- _Required work_
Give the listing below again exactly, but without any of its pictures.

- _Material provided_

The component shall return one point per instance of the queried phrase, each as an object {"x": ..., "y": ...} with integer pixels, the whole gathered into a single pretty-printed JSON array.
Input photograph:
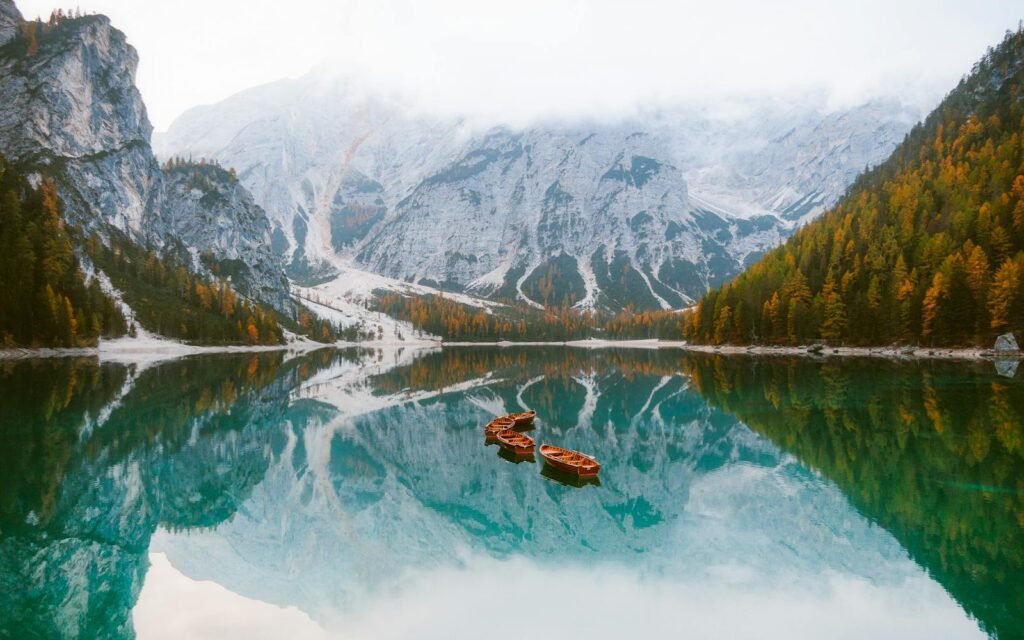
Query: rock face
[
  {"x": 1006, "y": 344},
  {"x": 646, "y": 211},
  {"x": 9, "y": 19},
  {"x": 72, "y": 112},
  {"x": 206, "y": 208}
]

- _Task solution_
The component shall return one point per instance of the queried phrase, each as an object {"x": ..., "y": ...} with integer pixels, the whole gathered into a single pretty-printed JSON array.
Input photograph:
Query: rock face
[
  {"x": 1006, "y": 344},
  {"x": 646, "y": 211},
  {"x": 9, "y": 19},
  {"x": 72, "y": 112},
  {"x": 206, "y": 208}
]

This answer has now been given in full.